> **Do this**
Repeat exactly the lines of the listing from the line containing "Could you spot the asphalt" through its last line, and nothing beyond them.

> **The records**
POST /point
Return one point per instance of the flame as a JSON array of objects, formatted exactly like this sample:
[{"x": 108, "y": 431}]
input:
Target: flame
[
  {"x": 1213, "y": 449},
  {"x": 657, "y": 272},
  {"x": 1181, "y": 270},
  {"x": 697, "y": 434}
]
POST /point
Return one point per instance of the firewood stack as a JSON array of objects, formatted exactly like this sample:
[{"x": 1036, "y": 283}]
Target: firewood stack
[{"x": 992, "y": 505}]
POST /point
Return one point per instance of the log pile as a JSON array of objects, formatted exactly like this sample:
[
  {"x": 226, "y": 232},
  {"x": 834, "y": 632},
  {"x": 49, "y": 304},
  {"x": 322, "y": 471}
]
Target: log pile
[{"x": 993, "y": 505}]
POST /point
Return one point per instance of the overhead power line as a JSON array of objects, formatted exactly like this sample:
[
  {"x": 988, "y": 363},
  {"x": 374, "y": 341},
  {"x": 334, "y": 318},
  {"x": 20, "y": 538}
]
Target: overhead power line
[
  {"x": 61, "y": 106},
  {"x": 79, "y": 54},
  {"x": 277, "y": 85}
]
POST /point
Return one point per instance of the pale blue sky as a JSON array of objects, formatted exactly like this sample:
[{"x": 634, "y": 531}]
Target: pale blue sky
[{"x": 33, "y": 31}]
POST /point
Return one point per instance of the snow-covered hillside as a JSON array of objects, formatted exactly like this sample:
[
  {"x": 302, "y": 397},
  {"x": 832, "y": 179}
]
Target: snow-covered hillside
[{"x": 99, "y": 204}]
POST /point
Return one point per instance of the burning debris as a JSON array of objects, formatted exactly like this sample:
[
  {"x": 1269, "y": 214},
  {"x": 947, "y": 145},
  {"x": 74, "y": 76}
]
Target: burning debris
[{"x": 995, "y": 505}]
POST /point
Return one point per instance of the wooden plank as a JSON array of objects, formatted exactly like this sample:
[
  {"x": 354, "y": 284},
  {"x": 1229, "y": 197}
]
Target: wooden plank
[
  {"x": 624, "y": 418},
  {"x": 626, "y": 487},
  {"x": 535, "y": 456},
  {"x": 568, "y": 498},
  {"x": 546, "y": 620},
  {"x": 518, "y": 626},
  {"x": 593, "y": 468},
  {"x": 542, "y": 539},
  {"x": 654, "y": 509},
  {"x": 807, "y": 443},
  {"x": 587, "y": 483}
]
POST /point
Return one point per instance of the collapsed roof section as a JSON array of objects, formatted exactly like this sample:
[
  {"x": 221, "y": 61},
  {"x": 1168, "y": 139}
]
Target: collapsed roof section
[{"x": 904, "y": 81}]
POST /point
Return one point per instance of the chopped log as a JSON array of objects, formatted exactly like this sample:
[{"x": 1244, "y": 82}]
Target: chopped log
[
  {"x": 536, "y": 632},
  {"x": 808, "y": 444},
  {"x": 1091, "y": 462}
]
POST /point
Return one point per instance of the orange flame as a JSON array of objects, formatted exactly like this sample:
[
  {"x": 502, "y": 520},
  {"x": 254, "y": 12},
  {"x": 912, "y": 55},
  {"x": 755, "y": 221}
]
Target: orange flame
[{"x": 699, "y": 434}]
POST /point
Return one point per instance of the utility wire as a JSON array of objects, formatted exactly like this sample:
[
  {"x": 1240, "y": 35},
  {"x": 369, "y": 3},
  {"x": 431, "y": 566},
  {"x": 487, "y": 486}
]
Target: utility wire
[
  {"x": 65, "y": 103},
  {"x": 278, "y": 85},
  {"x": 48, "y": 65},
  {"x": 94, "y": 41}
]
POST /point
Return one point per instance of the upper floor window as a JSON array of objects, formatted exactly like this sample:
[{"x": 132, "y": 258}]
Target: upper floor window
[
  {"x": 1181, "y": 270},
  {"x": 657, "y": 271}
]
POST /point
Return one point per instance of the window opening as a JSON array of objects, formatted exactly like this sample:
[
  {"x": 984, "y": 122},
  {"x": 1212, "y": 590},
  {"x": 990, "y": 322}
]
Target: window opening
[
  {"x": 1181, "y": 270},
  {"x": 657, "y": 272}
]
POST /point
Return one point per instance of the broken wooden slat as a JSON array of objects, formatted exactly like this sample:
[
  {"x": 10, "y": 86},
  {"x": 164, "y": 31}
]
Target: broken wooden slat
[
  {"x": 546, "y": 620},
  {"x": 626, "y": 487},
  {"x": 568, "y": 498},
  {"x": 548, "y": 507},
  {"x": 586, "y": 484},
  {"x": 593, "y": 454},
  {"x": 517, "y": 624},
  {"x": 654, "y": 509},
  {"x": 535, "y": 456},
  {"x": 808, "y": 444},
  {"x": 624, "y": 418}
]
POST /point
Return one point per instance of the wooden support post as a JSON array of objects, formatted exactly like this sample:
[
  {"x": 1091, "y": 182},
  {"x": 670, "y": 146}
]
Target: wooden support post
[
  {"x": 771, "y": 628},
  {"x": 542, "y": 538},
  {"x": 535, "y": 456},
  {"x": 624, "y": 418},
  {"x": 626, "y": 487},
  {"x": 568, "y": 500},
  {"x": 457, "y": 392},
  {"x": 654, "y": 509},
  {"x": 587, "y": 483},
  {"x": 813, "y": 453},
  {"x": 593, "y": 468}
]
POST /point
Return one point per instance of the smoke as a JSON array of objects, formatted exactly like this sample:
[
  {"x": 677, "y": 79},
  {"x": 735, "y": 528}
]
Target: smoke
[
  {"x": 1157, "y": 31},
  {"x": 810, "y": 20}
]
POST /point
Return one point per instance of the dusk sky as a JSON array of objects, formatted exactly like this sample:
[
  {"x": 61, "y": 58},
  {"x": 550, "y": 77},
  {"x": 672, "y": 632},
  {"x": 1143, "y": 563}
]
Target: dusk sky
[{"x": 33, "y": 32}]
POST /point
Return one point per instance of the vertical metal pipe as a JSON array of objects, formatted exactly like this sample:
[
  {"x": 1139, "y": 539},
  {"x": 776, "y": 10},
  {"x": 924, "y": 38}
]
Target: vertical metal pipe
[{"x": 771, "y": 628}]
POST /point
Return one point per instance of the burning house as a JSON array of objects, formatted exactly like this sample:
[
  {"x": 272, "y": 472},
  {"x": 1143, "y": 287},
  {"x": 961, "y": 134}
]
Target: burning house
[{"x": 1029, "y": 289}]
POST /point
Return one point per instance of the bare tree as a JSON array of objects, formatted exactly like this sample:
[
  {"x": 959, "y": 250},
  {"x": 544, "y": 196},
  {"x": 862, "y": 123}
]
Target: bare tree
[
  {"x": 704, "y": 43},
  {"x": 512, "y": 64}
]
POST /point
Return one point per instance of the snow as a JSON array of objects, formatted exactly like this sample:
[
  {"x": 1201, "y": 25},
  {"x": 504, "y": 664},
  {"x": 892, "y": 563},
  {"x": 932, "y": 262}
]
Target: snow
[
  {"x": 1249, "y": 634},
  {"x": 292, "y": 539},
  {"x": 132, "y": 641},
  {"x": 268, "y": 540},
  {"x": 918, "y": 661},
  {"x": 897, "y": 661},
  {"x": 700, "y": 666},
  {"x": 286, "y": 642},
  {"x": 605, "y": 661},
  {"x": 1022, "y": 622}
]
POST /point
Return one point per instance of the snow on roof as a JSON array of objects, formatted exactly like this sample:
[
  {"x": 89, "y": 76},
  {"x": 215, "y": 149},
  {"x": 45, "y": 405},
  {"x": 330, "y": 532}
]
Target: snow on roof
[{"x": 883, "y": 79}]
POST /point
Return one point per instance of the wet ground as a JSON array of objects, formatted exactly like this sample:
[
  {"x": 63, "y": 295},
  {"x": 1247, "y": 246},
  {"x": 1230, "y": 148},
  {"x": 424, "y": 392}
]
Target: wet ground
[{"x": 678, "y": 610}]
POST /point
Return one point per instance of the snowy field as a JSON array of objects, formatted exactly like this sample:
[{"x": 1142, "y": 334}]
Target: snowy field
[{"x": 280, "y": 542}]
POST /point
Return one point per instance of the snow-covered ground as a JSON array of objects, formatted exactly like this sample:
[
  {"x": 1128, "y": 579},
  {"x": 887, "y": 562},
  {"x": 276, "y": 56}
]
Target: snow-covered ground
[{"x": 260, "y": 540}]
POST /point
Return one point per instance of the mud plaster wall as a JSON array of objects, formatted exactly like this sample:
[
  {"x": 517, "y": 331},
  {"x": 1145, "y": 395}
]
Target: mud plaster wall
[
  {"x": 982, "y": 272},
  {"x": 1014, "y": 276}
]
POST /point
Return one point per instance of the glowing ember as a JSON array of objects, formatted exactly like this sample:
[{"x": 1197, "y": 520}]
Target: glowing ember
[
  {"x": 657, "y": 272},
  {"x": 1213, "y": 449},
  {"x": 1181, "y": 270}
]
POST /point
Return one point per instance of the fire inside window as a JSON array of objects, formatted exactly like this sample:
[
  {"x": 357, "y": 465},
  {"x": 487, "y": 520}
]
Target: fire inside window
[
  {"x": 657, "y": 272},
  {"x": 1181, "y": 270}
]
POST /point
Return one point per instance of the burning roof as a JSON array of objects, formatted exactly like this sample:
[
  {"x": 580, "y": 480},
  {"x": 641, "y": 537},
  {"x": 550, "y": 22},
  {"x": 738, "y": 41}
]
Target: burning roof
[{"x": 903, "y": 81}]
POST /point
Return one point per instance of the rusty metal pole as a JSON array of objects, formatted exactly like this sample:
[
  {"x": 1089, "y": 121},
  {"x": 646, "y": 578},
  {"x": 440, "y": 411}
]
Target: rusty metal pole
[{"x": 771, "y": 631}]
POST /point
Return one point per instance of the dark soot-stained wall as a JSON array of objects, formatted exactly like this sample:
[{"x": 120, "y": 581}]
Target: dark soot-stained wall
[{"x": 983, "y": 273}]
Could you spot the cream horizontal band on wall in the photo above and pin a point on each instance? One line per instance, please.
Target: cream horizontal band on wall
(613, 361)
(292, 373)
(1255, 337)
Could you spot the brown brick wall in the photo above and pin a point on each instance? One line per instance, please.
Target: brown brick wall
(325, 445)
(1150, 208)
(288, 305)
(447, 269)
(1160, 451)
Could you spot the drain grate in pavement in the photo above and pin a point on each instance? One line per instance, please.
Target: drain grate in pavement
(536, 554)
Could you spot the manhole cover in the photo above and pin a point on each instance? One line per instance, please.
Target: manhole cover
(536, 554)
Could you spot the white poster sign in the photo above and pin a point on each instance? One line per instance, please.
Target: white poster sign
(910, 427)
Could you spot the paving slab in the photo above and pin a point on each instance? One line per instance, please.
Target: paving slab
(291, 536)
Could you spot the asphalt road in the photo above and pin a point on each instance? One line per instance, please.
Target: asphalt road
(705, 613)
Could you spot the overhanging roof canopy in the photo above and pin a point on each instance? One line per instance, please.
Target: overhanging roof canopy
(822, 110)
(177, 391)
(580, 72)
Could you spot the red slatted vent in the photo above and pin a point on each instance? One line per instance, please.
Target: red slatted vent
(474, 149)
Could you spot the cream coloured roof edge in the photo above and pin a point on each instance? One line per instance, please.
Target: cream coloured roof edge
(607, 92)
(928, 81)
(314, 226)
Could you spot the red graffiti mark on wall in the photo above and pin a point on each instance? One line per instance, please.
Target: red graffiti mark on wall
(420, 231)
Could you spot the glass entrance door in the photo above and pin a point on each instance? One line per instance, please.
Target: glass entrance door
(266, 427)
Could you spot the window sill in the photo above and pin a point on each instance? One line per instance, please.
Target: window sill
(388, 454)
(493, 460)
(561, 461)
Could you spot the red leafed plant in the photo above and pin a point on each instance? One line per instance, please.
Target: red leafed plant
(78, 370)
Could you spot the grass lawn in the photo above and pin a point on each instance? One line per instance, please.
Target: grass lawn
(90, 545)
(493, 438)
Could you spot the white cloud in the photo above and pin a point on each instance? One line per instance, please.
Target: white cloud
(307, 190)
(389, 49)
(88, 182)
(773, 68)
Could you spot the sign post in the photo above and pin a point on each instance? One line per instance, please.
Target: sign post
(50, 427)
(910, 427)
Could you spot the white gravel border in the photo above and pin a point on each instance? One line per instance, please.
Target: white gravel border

> **Right answer**
Could you spot the asphalt road in the photo above and pin a point on each instance? One line per instance, please.
Target: asphalt road
(705, 613)
Could you spot the overhanging roof canopy in the photo above and pin a point on each instance? One line per instance, please.
Target: overhanging roof canopy
(822, 110)
(177, 391)
(580, 72)
Could you spot the red slatted vent in the photo above and pin a point on each instance? One line per instance, please.
Target: red slatted vent
(474, 149)
Could you spot the cream coloured roof edge in the photo above and pin a point on each instance? One line per instance, please.
Target: cream coloured roof edge
(607, 92)
(928, 81)
(314, 226)
Could you spot the red graffiti mark on wall in the photo above and pin a point on each instance? One line per instance, please.
Target: red graffiti mark on wall
(420, 231)
Could you spot the glass entrance door in the photo above and pin a point on each instance? One line per instance, please.
Target: glass entrance door
(266, 427)
Could you spot the window sill in the photo above and pin a point on each instance? One line per instance, please.
Target: window sill
(388, 454)
(493, 460)
(561, 461)
Could you spot the red leafed plant in the photo above and pin a point on each instance? One line per instance, please.
Target: red leafed plant
(78, 370)
Could you spot the grass lawn in the photo above and pin a point on each instance? One line per instance, please.
Target: grass lawn
(90, 545)
(493, 438)
Could you spot the white cloud in the photo above and pin a point on each instance? One line per instance, please.
Target: white cloud
(307, 190)
(389, 49)
(88, 182)
(773, 68)
Could you spot the sign post in the photo above and pin a point on each instance? One line per instance, please.
Target: sign post
(50, 427)
(910, 427)
Could you spot the white gravel border in the photo above and pin a point on each instance? One line per instance, please.
Target: white gravel border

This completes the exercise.